Document passage:
§ §
Re: Unicode Search Engines

From: Stefan Probst (stefan.probst@opticom.v-nam.net)
Date: Mon Feb 18 2002 - 23:35:03 EST


At 30 Jan 2002 11:38:37 -0500, John Cowan <jcowan@reutershealth.com> wrote:
-------------------------
>Stefan Probst wrote:
> > And since we are already in Vietnamese.... (to round the things up):
> > I am not sure, how e.g. in the introduction to dictionaries or
> > Vietnamese language books, the tonal mark can be printed "alone". One
> > solution might be to combine them with a "space", but at present, this
> > does not work always.
>
>When does it not? It is the standard Unicode thing to do.

Well, I tried it with:
a) the Vietnamese "tonal marks":
- grave U+0300 combining class: 230
- hook above U+0309 combining class: 230
- tilde U+0303 combining class: 230
- acute U+0301 combining class: 230
- dot below U+0323 combining class: 220

b) the Vietnamese "modifier" characters:
- breve U+0306 combining class: 230
- circumflex U+0302 combining class: 230
- horn U+031B combining class: 216

I tried to combine them with the space character and with some vowels.
§ §
Location identification entries:

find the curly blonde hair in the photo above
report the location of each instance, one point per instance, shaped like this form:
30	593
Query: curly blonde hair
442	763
§ §
Task list:
#1 Decide whether each statement agrees with the reply on Vietnamese tonal marks in Unicode, answering yes or no and quoting the deciding words: (a) The dot below, U+0323, has combining class 220. (b) The horn, U+031B, has combining class 230. (c) Combining a tonal mark with a space is described as the standard Unicode thing to do.
#2 Transcribe every line of the location identification rows without any change.
The text and the rows are unrelated to each other.

Complete answers:
#1
(a) Yes: "dot below U+0323 combining class: 220"
(b) No: "horn U+031B combining class: 216"
(c) Yes: "It is the standard Unicode thing to do."

#2
find the curly blonde hair in the photo above
report the location of each instance, one point per instance, shaped like this form:
30	593
Query: curly blonde hair
442	763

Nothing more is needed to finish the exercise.